Metin bloğu:
※ ※ ※

Damat adaleti’ söylemi!









2019’da iki önemli seçim var. Biri Mart ayında yapılacak olan belediyeler, diğeri Kasım ayında yapılacak cumhurbaşkanlığı ve genel seçimler.











2019 Türkiye için tarihi bir dönüm noktasıdır.

Dile kolay sistem değişiyor. Değişimin mimarı Erdoğan onca yükünün yanı sıra o tarihte yeni bir 7 Haziran yaşanmasın diye partinin başına geçmek gibi ağır bir yükü omuzluyor.

Gel gör ki dünyada neredeyse üçüncü dünya savaşı çıkacak ama birileri içerde hâlâ Erdoğan’ı yalnızlaştırmaktan başka bir işe yaramayacak ve önümüzdeki seçimleri etkileyecek yayınlar yapmaya devam ediyorlar.

***

Baştan söyleyeyim, ‘damat adaleti’ söyleminin hedefinde AK Parti ve dolayısıyla Erdoğan var!

Salınan sanıklar partideki önemli isimlerin damatları oldukları için yargının bu kararı öne çıkarılıyor. Yoksa salınan daha üst düzeydeki kimi sanıkların adı bile anılmıyor.

AK Parti muhalifleri açıkça, ‘AK Parti yargıyı yönlendirerek yakınlarını koruyor’ propagandası yapıyor.

Ve bunu tepe tepe kullanıyorlar/kullanacaklar.

Muhaliflere ne diyeceksiniz, onlar AK Parti’yi ve Erdoğan’ı köşeye sıkıştırmak için fırsatı değerlendiriyorlar.

İşin garibi AK Parti destekçisi olarak bilinen kimileri de bu ‘damat adaleti’ söylemini kullanarak -kasten ya da farkına varmadan- hem AK Parti’ye hem Erdoğan’a zarar veriyorlar.

***

En son Arınç’ın damadının salıverilmesi medyanın diline düştü.

Dikkat edilirse yargının kararı değil, Arınç’ın ismi hedefte. Tabii hemen beraberinde de Topbaş’ın ismini zikrediyorlar.

Muhalifler Arınç ve Topbaşisimlerini öne çıkararak AK Parti hükümetinin yargıyı yönlendirdiğini iddia ediyorlar.

Bu sinsi argüman FETÖ ile mücadele veya adil yargı falan değil önümüzdeki seçimlerde AK Parti’yi olumsuz etkileme argümanıdır.

※ ※ ※

Sağlanan malzeme:
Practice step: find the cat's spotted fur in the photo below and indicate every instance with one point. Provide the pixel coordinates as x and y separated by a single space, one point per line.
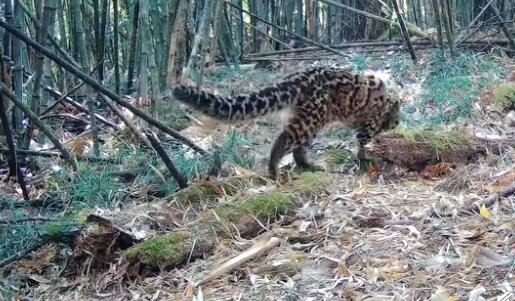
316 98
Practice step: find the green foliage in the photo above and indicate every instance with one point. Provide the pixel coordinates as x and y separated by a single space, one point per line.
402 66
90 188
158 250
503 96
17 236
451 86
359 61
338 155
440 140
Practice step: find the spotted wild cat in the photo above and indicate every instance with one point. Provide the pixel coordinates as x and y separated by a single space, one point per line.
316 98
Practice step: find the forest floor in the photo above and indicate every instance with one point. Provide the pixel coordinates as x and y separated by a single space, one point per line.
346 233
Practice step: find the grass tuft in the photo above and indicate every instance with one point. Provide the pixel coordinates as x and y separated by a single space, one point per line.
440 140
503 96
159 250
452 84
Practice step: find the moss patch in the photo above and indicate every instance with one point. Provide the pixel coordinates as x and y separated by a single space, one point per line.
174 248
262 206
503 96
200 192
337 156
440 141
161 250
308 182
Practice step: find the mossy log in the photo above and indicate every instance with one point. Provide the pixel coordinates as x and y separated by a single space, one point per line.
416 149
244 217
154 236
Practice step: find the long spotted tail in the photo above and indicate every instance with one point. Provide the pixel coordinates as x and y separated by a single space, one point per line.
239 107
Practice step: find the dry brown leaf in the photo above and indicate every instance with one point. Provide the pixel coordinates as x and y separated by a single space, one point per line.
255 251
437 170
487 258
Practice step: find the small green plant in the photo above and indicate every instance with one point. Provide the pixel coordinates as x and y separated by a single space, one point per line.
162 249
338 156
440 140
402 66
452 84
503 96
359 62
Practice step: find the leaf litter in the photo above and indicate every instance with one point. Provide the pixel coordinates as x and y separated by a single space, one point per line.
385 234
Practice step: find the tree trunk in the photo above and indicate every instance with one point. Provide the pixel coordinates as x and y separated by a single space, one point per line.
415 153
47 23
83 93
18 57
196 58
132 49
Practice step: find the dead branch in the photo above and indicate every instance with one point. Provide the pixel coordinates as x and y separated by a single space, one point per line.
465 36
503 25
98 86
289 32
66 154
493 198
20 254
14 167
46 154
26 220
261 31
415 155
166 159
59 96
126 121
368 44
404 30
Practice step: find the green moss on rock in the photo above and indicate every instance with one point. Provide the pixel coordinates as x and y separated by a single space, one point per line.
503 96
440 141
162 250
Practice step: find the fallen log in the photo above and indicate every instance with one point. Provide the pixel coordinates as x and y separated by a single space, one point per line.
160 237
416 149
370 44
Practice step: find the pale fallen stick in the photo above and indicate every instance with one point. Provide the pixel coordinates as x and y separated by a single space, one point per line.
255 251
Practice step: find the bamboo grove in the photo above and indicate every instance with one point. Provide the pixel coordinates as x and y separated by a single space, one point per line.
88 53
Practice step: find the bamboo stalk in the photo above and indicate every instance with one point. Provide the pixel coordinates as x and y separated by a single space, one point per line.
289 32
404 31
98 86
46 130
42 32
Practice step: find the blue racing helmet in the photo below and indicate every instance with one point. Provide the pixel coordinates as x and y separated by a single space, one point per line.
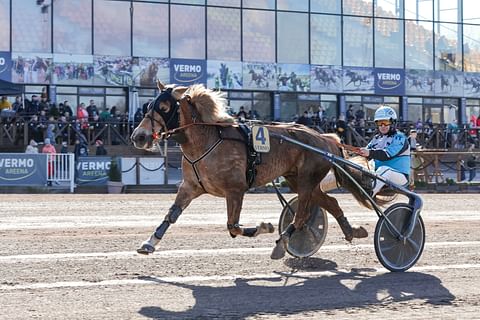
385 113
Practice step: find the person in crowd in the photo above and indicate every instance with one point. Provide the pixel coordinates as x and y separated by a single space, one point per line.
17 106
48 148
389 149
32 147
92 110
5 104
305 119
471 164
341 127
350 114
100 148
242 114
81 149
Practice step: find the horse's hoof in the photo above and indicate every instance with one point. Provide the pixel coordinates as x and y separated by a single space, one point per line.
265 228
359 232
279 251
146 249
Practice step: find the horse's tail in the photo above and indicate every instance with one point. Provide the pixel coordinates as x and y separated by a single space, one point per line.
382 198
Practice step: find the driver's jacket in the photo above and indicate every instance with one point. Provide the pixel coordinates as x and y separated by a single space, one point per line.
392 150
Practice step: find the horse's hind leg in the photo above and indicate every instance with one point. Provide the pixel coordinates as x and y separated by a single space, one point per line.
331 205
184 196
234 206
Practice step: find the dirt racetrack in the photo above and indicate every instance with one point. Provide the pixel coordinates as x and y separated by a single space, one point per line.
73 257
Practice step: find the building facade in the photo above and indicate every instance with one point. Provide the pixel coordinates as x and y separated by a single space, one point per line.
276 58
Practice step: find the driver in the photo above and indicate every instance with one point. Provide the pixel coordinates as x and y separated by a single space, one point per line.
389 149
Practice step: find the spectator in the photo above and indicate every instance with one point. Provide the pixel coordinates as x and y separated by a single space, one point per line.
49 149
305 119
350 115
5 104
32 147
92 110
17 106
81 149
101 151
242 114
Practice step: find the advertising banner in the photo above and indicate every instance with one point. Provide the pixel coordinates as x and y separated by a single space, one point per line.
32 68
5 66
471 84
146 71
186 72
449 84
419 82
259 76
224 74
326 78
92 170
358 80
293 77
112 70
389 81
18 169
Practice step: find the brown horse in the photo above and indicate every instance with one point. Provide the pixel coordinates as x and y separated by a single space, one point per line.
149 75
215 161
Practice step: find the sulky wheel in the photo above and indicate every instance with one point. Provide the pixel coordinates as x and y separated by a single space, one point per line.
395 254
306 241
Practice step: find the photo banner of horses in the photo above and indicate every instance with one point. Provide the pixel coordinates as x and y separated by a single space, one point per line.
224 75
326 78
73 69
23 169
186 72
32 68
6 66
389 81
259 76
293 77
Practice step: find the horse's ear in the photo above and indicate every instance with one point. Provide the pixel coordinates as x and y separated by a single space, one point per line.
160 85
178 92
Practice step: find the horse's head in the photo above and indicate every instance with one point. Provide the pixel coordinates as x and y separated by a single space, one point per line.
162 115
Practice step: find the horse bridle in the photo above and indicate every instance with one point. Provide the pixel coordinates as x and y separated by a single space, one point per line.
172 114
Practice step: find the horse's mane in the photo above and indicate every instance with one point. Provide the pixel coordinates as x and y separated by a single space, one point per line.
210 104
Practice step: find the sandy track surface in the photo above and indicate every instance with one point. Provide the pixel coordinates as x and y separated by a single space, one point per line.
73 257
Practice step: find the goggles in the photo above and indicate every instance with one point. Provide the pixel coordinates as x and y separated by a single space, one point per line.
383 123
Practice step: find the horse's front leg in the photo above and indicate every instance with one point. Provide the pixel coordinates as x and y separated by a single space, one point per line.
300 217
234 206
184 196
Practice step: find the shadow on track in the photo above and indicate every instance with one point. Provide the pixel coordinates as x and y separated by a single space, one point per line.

※ ※ ※

Görev listesi:
#1 Damat adaleti konulu metinde adı geçen kişileri, metinde ilk geçtikleri sırayla yazın.
#2 Listede "spotted" sözcüğünü barındıran her satırı seçip yazın.
Metin ile liste birbirinden bağımsız iki ayrı malzemedir.

Görev yanıtları:
#1 Erdoğan, Arınç, Topbaş

#2
Practice step: find the cat's spotted fur in the photo below and indicate every instance with one point. Provide the pixel coordinates as x and y separated by a single space, one point per line.
Practice step: find the spotted wild cat in the photo above and indicate every instance with one point. Provide the pixel coordinates as x and y separated by a single space, one point per line.
Practice step: find the long spotted tail in the photo above and indicate every instance with one point. Provide the pixel coordinates as x and y separated by a single space, one point per line.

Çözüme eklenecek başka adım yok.